**Entries provided**
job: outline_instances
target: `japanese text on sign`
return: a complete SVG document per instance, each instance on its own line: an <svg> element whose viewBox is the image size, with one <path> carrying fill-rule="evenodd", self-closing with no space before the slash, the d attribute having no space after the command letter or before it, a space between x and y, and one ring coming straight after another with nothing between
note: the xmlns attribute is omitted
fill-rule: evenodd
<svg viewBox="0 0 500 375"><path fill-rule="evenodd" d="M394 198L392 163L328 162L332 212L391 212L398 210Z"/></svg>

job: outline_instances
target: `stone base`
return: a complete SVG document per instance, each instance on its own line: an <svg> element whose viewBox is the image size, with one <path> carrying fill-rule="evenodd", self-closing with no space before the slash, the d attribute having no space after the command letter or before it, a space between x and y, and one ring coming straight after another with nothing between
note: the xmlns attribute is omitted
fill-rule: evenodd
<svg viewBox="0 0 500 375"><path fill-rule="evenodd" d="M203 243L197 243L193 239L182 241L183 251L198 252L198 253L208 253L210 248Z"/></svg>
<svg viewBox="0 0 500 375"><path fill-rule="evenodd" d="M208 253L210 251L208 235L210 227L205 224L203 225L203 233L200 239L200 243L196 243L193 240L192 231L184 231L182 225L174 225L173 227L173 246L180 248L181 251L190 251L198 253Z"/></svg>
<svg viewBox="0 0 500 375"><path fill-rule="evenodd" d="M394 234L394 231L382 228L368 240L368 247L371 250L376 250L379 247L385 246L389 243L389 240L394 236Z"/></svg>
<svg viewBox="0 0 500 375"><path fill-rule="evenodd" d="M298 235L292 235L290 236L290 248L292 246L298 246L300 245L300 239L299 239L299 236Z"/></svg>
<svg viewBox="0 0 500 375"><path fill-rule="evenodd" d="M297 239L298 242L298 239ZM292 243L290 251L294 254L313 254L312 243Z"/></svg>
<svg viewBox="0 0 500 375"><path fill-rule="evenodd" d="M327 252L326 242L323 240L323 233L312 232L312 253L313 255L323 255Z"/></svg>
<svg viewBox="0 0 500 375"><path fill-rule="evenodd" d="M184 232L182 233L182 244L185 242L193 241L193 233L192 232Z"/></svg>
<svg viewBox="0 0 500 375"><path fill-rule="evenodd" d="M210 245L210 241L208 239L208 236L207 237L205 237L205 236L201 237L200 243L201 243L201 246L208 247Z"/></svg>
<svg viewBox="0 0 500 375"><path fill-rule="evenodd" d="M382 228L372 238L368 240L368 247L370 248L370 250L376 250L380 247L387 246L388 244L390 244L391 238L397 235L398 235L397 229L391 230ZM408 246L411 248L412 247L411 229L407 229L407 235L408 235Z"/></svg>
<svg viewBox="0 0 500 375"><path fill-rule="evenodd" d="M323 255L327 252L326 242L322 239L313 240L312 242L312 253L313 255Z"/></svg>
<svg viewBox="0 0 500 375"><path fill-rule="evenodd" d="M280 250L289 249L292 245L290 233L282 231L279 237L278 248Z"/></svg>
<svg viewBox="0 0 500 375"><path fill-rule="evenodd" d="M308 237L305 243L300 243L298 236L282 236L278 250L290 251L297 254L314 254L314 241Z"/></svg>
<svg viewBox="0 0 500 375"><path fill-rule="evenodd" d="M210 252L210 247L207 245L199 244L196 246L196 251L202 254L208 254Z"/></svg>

**What the task asks**
Could you repeat every record above exactly as it appears?

**Exercise response**
job: outline_instances
target: `japanese text on sign`
return: a complete SVG document per instance, each instance on its own line: an <svg> element whose viewBox is the image size, with one <path> carrying fill-rule="evenodd", self-closing with no space before the slash, the d attribute having no space after the command letter or before it, a space between x and y, and one ring coming straight after another with nothing between
note: the xmlns attribute is omitted
fill-rule: evenodd
<svg viewBox="0 0 500 375"><path fill-rule="evenodd" d="M394 198L392 163L328 162L332 212L391 212L398 210Z"/></svg>

job: outline_instances
target: `stone base`
return: a complete SVG document per instance, each instance on its own line: an <svg> element whose viewBox is the image size, with one <path> carrying fill-rule="evenodd", self-closing with no space before the slash, the d attribute having no space after the command letter or before it, a space between x and y, and one ring coming straight after another with nothing between
note: the xmlns attribute is omitted
fill-rule: evenodd
<svg viewBox="0 0 500 375"><path fill-rule="evenodd" d="M203 243L197 243L193 239L182 241L183 251L198 252L198 253L208 253L210 248Z"/></svg>
<svg viewBox="0 0 500 375"><path fill-rule="evenodd" d="M208 253L210 251L208 235L210 227L205 224L203 225L203 233L200 239L200 243L196 243L193 240L192 231L184 231L182 225L174 225L173 227L173 246L180 248L181 251L190 251L198 253Z"/></svg>
<svg viewBox="0 0 500 375"><path fill-rule="evenodd" d="M394 234L394 231L382 228L368 240L368 247L371 250L376 250L379 247L385 246L389 243L389 240L394 236Z"/></svg>
<svg viewBox="0 0 500 375"><path fill-rule="evenodd" d="M298 235L292 235L290 236L290 248L292 246L298 246L300 245L300 239L299 239L299 236Z"/></svg>
<svg viewBox="0 0 500 375"><path fill-rule="evenodd" d="M297 239L298 242L298 239ZM292 243L290 251L294 254L313 254L312 243Z"/></svg>
<svg viewBox="0 0 500 375"><path fill-rule="evenodd" d="M327 252L326 242L323 240L323 233L312 232L312 253L313 255L323 255Z"/></svg>
<svg viewBox="0 0 500 375"><path fill-rule="evenodd" d="M184 232L182 233L182 244L185 242L193 241L193 233L192 232Z"/></svg>
<svg viewBox="0 0 500 375"><path fill-rule="evenodd" d="M210 245L210 241L208 239L208 236L207 237L205 237L205 236L201 237L200 243L201 243L201 246L208 247Z"/></svg>
<svg viewBox="0 0 500 375"><path fill-rule="evenodd" d="M382 228L372 238L368 240L368 247L370 248L370 250L376 250L380 247L387 246L388 244L390 244L391 238L397 235L398 235L397 229L391 230ZM408 246L411 248L412 247L411 229L407 229L407 235L408 235Z"/></svg>
<svg viewBox="0 0 500 375"><path fill-rule="evenodd" d="M323 255L327 252L326 242L322 239L313 240L312 242L312 253L313 255Z"/></svg>
<svg viewBox="0 0 500 375"><path fill-rule="evenodd" d="M280 250L289 249L292 245L290 233L282 231L279 237L278 248Z"/></svg>
<svg viewBox="0 0 500 375"><path fill-rule="evenodd" d="M308 237L305 243L300 243L298 236L282 236L278 250L290 251L297 254L314 254L314 241Z"/></svg>
<svg viewBox="0 0 500 375"><path fill-rule="evenodd" d="M210 252L210 247L207 245L199 244L196 246L196 251L202 254L208 254Z"/></svg>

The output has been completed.